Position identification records
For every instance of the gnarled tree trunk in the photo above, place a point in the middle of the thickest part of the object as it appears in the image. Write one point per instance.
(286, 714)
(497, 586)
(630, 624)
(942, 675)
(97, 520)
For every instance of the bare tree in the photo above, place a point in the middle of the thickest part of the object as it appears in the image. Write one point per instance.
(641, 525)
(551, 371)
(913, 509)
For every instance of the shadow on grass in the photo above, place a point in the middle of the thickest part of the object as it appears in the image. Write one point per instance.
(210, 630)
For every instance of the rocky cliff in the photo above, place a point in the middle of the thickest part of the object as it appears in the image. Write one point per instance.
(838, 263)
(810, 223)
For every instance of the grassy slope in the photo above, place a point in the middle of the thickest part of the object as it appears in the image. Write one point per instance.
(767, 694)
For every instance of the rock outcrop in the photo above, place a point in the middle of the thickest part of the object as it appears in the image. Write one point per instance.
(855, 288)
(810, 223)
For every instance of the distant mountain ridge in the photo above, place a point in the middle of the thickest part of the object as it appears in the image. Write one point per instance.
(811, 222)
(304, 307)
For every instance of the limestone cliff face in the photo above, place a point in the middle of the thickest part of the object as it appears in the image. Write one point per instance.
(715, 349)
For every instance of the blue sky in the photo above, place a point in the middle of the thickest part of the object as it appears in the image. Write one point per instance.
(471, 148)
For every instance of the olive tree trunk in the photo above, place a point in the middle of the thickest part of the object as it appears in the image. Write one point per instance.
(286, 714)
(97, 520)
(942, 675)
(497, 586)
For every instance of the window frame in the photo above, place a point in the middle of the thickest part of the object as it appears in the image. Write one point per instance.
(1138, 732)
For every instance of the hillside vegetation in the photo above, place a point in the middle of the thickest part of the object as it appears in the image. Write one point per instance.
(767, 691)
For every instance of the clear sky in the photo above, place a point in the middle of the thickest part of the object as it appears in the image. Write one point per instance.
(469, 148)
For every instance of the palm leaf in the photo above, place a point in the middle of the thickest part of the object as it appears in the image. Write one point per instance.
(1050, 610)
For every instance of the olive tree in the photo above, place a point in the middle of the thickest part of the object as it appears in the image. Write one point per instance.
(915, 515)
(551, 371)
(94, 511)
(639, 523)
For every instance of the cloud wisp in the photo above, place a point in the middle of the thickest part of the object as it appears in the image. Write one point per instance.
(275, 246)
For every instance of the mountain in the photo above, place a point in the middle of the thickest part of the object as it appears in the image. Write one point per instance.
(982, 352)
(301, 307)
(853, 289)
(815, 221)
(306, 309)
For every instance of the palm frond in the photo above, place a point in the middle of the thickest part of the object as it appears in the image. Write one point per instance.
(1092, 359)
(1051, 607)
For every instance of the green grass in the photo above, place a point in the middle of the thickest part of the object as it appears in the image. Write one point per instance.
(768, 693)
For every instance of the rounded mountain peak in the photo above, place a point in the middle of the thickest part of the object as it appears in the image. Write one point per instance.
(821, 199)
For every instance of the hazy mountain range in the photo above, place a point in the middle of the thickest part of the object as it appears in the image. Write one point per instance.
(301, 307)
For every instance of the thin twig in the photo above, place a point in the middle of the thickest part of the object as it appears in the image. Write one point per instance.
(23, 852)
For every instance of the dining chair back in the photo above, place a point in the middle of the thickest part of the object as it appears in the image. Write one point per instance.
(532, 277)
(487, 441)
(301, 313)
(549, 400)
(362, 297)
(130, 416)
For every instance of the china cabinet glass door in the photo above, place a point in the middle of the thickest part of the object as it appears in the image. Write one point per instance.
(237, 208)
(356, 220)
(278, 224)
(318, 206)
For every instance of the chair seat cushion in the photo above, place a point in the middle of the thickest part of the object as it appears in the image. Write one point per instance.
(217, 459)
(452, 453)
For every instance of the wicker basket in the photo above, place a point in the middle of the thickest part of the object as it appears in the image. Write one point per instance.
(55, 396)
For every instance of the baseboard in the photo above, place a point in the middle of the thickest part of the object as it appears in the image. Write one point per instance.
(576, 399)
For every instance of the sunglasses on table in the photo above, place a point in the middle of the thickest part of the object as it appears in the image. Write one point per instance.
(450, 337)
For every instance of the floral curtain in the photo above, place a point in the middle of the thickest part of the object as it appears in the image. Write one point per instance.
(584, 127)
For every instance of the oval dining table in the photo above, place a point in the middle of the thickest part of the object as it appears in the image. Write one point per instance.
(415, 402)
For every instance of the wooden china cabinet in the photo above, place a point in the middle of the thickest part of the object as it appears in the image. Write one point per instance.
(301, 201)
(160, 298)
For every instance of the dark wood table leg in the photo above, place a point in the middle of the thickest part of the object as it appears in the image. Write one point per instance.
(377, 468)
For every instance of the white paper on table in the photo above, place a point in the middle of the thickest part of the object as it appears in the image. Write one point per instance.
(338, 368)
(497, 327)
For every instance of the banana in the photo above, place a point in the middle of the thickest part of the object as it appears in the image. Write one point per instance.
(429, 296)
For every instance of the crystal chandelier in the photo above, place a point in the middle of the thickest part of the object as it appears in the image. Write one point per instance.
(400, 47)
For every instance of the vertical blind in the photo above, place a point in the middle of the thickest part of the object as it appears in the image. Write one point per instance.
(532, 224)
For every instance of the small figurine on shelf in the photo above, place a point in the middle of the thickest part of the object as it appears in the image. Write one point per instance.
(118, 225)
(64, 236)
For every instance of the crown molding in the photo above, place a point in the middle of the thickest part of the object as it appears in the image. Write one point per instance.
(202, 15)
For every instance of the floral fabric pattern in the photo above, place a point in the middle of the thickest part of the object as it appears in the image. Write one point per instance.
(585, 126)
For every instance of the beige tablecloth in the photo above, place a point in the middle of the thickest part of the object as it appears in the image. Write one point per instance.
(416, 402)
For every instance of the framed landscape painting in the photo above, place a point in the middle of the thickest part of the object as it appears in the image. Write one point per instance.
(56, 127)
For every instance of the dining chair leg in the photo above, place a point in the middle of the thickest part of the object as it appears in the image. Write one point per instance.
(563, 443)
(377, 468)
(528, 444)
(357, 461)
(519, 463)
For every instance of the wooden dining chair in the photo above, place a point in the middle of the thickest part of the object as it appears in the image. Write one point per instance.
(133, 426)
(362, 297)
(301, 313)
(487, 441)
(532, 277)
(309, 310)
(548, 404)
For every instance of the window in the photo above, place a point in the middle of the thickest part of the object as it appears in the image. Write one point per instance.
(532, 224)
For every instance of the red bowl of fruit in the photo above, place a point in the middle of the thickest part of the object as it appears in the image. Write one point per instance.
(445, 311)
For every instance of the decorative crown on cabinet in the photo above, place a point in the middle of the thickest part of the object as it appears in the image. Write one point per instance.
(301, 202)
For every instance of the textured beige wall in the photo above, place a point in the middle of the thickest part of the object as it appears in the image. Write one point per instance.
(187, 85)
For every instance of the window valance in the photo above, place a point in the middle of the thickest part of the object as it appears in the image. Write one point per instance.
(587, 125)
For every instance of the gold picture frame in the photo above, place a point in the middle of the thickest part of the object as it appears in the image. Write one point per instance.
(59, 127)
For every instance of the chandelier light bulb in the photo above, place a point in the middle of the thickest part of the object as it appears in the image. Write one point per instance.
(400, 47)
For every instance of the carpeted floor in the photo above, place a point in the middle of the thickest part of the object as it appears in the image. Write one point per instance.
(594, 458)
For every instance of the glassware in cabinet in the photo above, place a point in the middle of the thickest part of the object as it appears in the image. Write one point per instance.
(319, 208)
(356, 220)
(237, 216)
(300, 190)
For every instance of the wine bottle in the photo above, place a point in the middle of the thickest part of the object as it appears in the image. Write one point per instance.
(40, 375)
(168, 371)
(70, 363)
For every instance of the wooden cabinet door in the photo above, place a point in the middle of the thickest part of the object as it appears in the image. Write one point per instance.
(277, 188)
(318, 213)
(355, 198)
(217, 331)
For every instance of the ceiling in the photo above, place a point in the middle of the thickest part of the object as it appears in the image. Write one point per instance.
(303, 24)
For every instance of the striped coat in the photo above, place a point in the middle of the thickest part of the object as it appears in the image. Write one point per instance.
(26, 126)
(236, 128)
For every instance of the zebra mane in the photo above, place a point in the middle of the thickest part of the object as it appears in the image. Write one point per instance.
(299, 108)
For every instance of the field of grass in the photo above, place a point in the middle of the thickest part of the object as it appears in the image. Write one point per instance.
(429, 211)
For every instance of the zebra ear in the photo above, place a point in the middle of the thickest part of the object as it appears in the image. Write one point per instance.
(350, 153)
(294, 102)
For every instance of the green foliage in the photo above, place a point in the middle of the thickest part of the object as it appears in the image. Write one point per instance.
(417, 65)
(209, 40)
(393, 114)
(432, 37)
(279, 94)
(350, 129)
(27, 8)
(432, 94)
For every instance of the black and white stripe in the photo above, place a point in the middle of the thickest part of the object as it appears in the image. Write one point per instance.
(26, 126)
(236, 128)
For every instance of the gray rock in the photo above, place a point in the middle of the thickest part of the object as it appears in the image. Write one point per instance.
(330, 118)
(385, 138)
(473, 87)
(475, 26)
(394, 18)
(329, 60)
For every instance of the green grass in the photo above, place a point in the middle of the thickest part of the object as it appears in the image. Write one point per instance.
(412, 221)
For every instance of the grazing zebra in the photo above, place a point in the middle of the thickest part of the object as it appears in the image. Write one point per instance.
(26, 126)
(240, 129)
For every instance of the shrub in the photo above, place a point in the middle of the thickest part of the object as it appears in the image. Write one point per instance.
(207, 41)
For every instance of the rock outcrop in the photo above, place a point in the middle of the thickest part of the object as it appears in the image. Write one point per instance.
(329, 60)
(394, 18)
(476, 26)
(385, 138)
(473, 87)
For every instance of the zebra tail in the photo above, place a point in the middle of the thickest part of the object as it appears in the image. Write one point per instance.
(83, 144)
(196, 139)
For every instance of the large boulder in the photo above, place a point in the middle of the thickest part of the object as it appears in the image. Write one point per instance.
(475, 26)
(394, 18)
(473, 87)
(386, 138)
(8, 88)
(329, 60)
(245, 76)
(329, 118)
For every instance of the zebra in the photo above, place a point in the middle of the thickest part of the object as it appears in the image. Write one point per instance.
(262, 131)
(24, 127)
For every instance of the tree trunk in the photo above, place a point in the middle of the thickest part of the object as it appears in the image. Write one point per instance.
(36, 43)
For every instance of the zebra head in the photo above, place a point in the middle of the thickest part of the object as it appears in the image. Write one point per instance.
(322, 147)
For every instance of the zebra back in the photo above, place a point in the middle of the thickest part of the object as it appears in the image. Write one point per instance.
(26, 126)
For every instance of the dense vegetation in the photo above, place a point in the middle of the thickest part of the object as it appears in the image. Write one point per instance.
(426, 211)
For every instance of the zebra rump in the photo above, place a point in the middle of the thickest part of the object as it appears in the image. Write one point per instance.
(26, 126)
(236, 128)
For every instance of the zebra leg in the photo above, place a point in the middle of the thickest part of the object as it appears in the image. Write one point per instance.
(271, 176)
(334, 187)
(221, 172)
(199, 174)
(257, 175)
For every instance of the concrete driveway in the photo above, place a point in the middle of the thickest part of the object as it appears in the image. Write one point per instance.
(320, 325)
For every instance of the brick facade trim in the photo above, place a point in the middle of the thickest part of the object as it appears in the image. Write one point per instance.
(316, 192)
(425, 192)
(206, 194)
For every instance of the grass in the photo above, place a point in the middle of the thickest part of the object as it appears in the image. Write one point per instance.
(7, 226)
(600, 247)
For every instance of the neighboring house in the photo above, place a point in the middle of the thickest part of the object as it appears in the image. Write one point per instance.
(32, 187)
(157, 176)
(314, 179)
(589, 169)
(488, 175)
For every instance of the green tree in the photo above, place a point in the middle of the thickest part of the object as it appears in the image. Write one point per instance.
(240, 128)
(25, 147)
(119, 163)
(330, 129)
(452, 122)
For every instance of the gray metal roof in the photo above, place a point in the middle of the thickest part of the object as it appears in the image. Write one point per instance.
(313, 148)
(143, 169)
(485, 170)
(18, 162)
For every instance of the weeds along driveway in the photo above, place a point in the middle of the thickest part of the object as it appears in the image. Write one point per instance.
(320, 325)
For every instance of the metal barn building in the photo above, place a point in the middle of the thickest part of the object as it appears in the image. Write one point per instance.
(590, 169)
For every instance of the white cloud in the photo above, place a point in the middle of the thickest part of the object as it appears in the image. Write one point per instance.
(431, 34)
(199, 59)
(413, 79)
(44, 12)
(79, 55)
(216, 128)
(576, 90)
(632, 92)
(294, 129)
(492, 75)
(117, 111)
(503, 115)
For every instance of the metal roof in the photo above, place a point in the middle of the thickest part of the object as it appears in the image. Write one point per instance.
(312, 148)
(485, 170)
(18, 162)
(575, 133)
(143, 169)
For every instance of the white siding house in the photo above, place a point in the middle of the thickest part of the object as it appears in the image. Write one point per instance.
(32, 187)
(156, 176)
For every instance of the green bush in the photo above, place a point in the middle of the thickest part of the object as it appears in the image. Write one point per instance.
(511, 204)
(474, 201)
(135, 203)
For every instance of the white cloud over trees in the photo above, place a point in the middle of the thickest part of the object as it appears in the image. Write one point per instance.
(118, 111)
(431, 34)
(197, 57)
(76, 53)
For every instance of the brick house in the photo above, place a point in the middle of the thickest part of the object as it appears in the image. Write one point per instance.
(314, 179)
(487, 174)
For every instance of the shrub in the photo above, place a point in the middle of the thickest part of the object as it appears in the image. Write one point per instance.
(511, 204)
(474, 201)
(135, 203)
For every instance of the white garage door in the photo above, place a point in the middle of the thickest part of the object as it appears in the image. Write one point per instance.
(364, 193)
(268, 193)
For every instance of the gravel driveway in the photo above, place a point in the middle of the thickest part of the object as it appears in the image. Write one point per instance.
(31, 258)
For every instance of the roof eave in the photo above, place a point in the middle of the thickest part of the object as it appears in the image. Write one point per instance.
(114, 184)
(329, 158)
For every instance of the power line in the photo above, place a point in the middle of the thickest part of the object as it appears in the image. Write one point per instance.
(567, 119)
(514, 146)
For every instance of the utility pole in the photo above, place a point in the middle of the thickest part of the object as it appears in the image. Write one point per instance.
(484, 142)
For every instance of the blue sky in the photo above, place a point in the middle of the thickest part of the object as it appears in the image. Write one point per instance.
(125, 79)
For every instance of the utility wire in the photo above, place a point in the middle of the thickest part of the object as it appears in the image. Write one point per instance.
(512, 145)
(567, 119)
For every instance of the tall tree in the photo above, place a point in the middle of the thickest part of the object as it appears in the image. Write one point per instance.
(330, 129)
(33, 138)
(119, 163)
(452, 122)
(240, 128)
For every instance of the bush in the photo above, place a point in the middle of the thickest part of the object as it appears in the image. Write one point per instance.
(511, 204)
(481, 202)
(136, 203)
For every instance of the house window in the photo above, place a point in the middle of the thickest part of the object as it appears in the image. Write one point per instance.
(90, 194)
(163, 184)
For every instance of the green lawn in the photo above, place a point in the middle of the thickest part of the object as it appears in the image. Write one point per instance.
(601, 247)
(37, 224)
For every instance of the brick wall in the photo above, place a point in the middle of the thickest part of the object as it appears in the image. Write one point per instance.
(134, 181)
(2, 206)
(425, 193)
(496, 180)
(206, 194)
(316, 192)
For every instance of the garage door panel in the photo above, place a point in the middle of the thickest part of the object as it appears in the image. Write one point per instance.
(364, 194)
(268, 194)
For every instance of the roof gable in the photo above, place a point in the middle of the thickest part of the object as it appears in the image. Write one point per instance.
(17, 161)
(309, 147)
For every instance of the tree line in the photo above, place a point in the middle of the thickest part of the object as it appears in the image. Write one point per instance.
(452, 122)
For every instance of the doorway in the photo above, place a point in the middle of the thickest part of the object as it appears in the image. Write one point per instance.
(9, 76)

# Aim of the exercise
Copy out the lines starting at the one containing "For every instance of the bush" and ending with the last line of the entries. Include nothing else.

# Written answer
For every instance of the bush in the photo above, place a point in the middle of the thickest part of the object as it appears in the image. Write one point per instance.
(511, 204)
(481, 202)
(136, 203)
For every instance of the house window in the photo above, place a point in the middle of the thickest part of the object as it appears in the image. Write one point per instance.
(90, 194)
(163, 184)
For every instance of the green lawn in the photo above, place a point in the middle of the thickest part of the object as it appears in the image. Write one point per instance.
(601, 247)
(37, 224)
For every instance of the brick wall in the photo above, place a point in the middle of the thickest part of the object as it appears in the image. Write one point per instance.
(134, 181)
(2, 206)
(425, 193)
(496, 180)
(206, 194)
(316, 192)
For every instance of the garage door panel in the photo above, place a point in the middle of the thickest part of the object as it appears in the image. Write one point per instance.
(364, 194)
(268, 194)
For every instance of the roof gable in the photo above, place a point in the middle of the thickest part of the object as it appears in the image. Write one point per instance.
(17, 161)
(309, 147)
For every instance of the tree line in the photo above, place a point in the middle of the thickest part of the object as it appears in the image. Write one point per instance.
(452, 122)
For every instance of the doorway in the photo above, place a point in the middle of the thickest part of the object as it appears in the image. Write one point per instance.
(9, 76)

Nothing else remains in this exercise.